[Collected data]
################

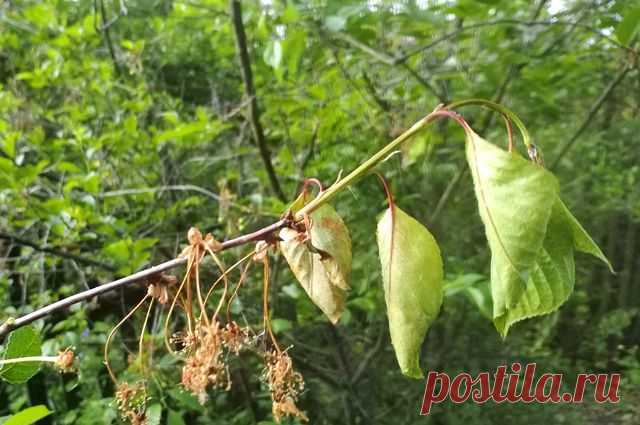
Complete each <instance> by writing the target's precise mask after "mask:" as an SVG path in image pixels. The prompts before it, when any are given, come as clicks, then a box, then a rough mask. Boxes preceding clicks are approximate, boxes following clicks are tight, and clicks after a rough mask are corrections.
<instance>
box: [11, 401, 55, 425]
mask: <svg viewBox="0 0 640 425" xmlns="http://www.w3.org/2000/svg"><path fill="white" fill-rule="evenodd" d="M51 413H53V412H51V411H50V410H49V409H47V408H46V406H43V405H38V406H33V407H28V408H26V409H24V410H23V411H21V412H18V413H16V414H15V415H13V416H11V417H10V418H9V419H7V421H6V422H5V423H4V425H30V424H33V423H36V422H37V421H39V420H40V419H42V418H44V417H47V416H49V415H50V414H51Z"/></svg>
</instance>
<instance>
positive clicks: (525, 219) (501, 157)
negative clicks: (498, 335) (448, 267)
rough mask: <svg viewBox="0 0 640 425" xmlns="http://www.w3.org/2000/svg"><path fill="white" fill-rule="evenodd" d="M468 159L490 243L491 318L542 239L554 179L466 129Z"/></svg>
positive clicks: (519, 298) (480, 207)
mask: <svg viewBox="0 0 640 425" xmlns="http://www.w3.org/2000/svg"><path fill="white" fill-rule="evenodd" d="M466 153H467V161H468V163H469V167H470V168H471V174H472V177H473V183H474V186H475V192H476V198H477V200H478V209H479V211H480V217H481V218H482V222H483V223H484V227H485V233H486V235H487V240H488V242H489V247H490V248H491V292H492V297H493V302H494V314H493V315H494V317H499V316H502V315H504V314H506V312H507V310H509V309H511V308H514V307H515V306H516V305H517V303H518V302H519V300H520V297H521V296H522V293H523V292H524V291H525V289H526V282H527V281H528V280H529V277H530V276H529V275H530V272H531V270H532V269H533V268H534V265H535V262H536V258H537V254H538V252H539V251H540V248H541V247H542V244H543V242H544V238H545V234H546V230H547V223H548V221H549V217H550V215H551V209H552V207H553V204H554V202H555V199H556V198H557V194H558V183H557V181H556V179H555V177H554V176H553V175H552V174H551V173H549V172H548V171H546V170H545V169H544V168H542V167H540V166H538V165H536V164H533V163H532V162H529V161H527V160H525V159H524V158H522V157H521V156H519V155H518V154H515V153H509V152H506V151H504V150H502V149H500V148H498V147H497V146H494V145H492V144H490V143H488V142H487V141H485V140H483V139H482V138H480V136H478V135H477V134H475V133H474V132H473V131H471V130H469V132H468V134H467V146H466Z"/></svg>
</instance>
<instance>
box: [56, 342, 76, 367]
mask: <svg viewBox="0 0 640 425" xmlns="http://www.w3.org/2000/svg"><path fill="white" fill-rule="evenodd" d="M74 358H75V355H74V354H73V348H67V349H66V350H63V351H60V352H59V353H58V359H57V360H56V363H55V365H56V367H57V368H58V369H60V371H61V372H69V371H71V370H72V369H73V360H74Z"/></svg>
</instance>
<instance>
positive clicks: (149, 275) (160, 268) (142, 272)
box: [0, 218, 292, 341]
mask: <svg viewBox="0 0 640 425" xmlns="http://www.w3.org/2000/svg"><path fill="white" fill-rule="evenodd" d="M291 221H292V219H290V218H284V219H281V220H278V221H276V222H275V223H273V224H270V225H269V226H266V227H263V228H262V229H260V230H257V231H255V232H253V233H248V234H246V235H242V236H238V237H237V238H234V239H229V240H228V241H224V242H222V250H226V249H230V248H234V247H237V246H240V245H244V244H247V243H251V242H256V241H259V240H265V239H269V238H271V237H272V235H273V233H274V232H277V231H278V230H280V229H282V228H283V227H286V226H289V225H291ZM186 262H187V258H186V257H178V258H174V259H173V260H169V261H165V262H164V263H161V264H158V265H157V266H154V267H150V268H148V269H145V270H142V271H139V272H137V273H134V274H132V275H129V276H127V277H123V278H121V279H117V280H114V281H112V282H109V283H105V284H103V285H100V286H98V287H95V288H91V289H89V290H87V291H83V292H78V293H77V294H74V295H71V296H69V297H67V298H63V299H61V300H59V301H56V302H55V303H53V304H49V305H47V306H45V307H42V308H40V309H38V310H36V311H34V312H32V313H29V314H26V315H24V316H22V317H19V318H17V319H9V320H7V321H6V322H5V323H4V324H2V325H1V326H0V341H1V340H2V339H3V338H4V337H5V336H6V335H7V334H8V333H9V332H11V331H12V330H14V329H17V328H19V327H22V326H25V325H28V324H29V323H31V322H33V321H35V320H38V319H42V318H43V317H46V316H48V315H50V314H52V313H54V312H56V311H58V310H62V309H65V308H67V307H70V306H72V305H73V304H76V303H79V302H81V301H86V300H89V299H91V298H93V297H96V296H98V295H101V294H104V293H106V292H109V291H113V290H114V289H117V288H120V287H122V286H124V285H127V284H129V283H133V282H137V281H139V280H142V279H145V278H148V277H151V276H153V275H157V274H159V273H162V272H163V271H166V270H169V269H172V268H174V267H178V266H181V265H183V264H185V263H186Z"/></svg>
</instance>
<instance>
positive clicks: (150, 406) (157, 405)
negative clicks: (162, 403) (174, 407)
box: [146, 403, 162, 425]
mask: <svg viewBox="0 0 640 425" xmlns="http://www.w3.org/2000/svg"><path fill="white" fill-rule="evenodd" d="M146 418H147V422H146V425H160V419H161V418H162V405H160V404H159V403H154V404H152V405H151V406H149V407H148V408H147V411H146Z"/></svg>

################

ACTION ITEM.
Output the entries above exactly as given, but strip out the pictures.

RESPONSE.
Complete each <instance> by writing the target's precise mask after "mask:" as an SVG path in image pixels. The prompts before it, when any are given, come as clicks, then a box, then a rough mask. Boxes preceding clicks are approximate, boxes following clicks are tight, and clicks after a rough mask are corrections.
<instance>
box: [11, 401, 55, 425]
mask: <svg viewBox="0 0 640 425" xmlns="http://www.w3.org/2000/svg"><path fill="white" fill-rule="evenodd" d="M51 413H53V412H51V411H50V410H49V409H47V408H46V406H43V405H38V406H33V407H28V408H26V409H24V410H23V411H21V412H18V413H16V414H15V415H13V416H11V417H10V418H9V419H7V421H6V422H5V423H4V425H30V424H33V423H36V422H37V421H39V420H40V419H42V418H44V417H47V416H49V415H50V414H51Z"/></svg>
</instance>
<instance>
positive clicks: (525, 219) (501, 157)
negative clicks: (498, 335) (448, 267)
rough mask: <svg viewBox="0 0 640 425" xmlns="http://www.w3.org/2000/svg"><path fill="white" fill-rule="evenodd" d="M468 159L490 243L491 318L542 239L554 179L466 129Z"/></svg>
positive clicks: (519, 298) (480, 207)
mask: <svg viewBox="0 0 640 425" xmlns="http://www.w3.org/2000/svg"><path fill="white" fill-rule="evenodd" d="M466 153H467V161H468V163H469V167H470V168H471V174H472V177H473V183H474V186H475V192H476V198H477V200H478V209H479V211H480V217H481V218H482V222H483V223H484V227H485V233H486V235H487V240H488V242H489V247H490V248H491V292H492V297H493V302H494V314H493V315H494V317H499V316H502V315H504V314H506V312H507V310H509V309H511V308H514V307H515V306H516V305H517V303H518V302H519V300H520V297H521V296H522V293H523V292H524V291H525V289H526V282H527V281H528V280H529V277H530V276H529V275H530V272H531V270H532V269H533V268H534V265H535V262H536V258H537V254H538V252H539V251H540V248H541V247H542V244H543V242H544V238H545V234H546V230H547V223H548V221H549V217H550V215H551V209H552V207H553V204H554V202H555V199H556V198H557V194H558V183H557V181H556V179H555V177H554V176H553V175H552V174H551V173H549V172H548V171H546V170H545V169H544V168H542V167H540V166H538V165H536V164H533V163H532V162H529V161H527V160H525V159H524V158H522V157H521V156H519V155H518V154H515V153H509V152H506V151H504V150H502V149H500V148H498V147H497V146H494V145H492V144H490V143H488V142H487V141H485V140H483V139H482V138H480V136H478V135H477V134H475V133H474V132H473V131H471V130H469V132H468V134H467V146H466Z"/></svg>
</instance>
<instance>
box: [56, 342, 76, 367]
mask: <svg viewBox="0 0 640 425" xmlns="http://www.w3.org/2000/svg"><path fill="white" fill-rule="evenodd" d="M74 358H75V355H74V354H73V348H67V349H66V350H63V351H60V352H59V353H58V359H57V360H56V363H55V365H56V367H57V368H58V369H60V371H61V372H69V371H71V370H72V369H73V360H74Z"/></svg>
</instance>
<instance>
positive clicks: (149, 275) (160, 268) (142, 272)
box: [0, 218, 292, 341]
mask: <svg viewBox="0 0 640 425" xmlns="http://www.w3.org/2000/svg"><path fill="white" fill-rule="evenodd" d="M291 221H292V219H290V218H284V219H281V220H278V221H276V222H275V223H273V224H270V225H269V226H266V227H263V228H262V229H260V230H257V231H255V232H253V233H248V234H246V235H242V236H238V237H237V238H234V239H229V240H228V241H224V242H222V250H226V249H230V248H234V247H237V246H240V245H244V244H247V243H251V242H256V241H259V240H265V239H269V238H271V237H272V235H273V233H274V232H277V231H278V230H280V229H282V228H283V227H286V226H289V225H291ZM186 262H187V258H186V257H178V258H174V259H173V260H169V261H165V262H164V263H161V264H158V265H157V266H154V267H150V268H148V269H145V270H142V271H139V272H137V273H134V274H132V275H129V276H127V277H123V278H121V279H117V280H114V281H112V282H109V283H105V284H103V285H100V286H98V287H95V288H91V289H89V290H87V291H83V292H78V293H77V294H74V295H71V296H69V297H67V298H63V299H61V300H59V301H56V302H55V303H53V304H49V305H47V306H45V307H42V308H40V309H38V310H36V311H34V312H32V313H29V314H26V315H24V316H22V317H19V318H17V319H9V320H7V321H6V322H5V323H4V324H2V325H1V326H0V341H1V340H2V339H3V338H4V337H5V336H6V335H7V334H8V333H9V332H11V331H12V330H14V329H17V328H19V327H22V326H25V325H28V324H29V323H31V322H33V321H35V320H38V319H42V318H43V317H46V316H48V315H50V314H52V313H54V312H56V311H58V310H62V309H65V308H67V307H70V306H72V305H73V304H76V303H79V302H81V301H86V300H89V299H91V298H93V297H96V296H98V295H101V294H104V293H106V292H109V291H113V290H114V289H117V288H120V287H122V286H124V285H127V284H129V283H133V282H137V281H139V280H142V279H145V278H148V277H151V276H153V275H157V274H159V273H162V272H163V271H166V270H169V269H172V268H174V267H178V266H181V265H183V264H185V263H186Z"/></svg>
</instance>
<instance>
positive clicks: (150, 406) (157, 405)
negative clicks: (162, 403) (174, 407)
box: [146, 403, 162, 425]
mask: <svg viewBox="0 0 640 425" xmlns="http://www.w3.org/2000/svg"><path fill="white" fill-rule="evenodd" d="M146 418H147V422H146V425H160V419H161V418H162V405H160V404H159V403H154V404H152V405H151V406H149V407H148V408H147V411H146Z"/></svg>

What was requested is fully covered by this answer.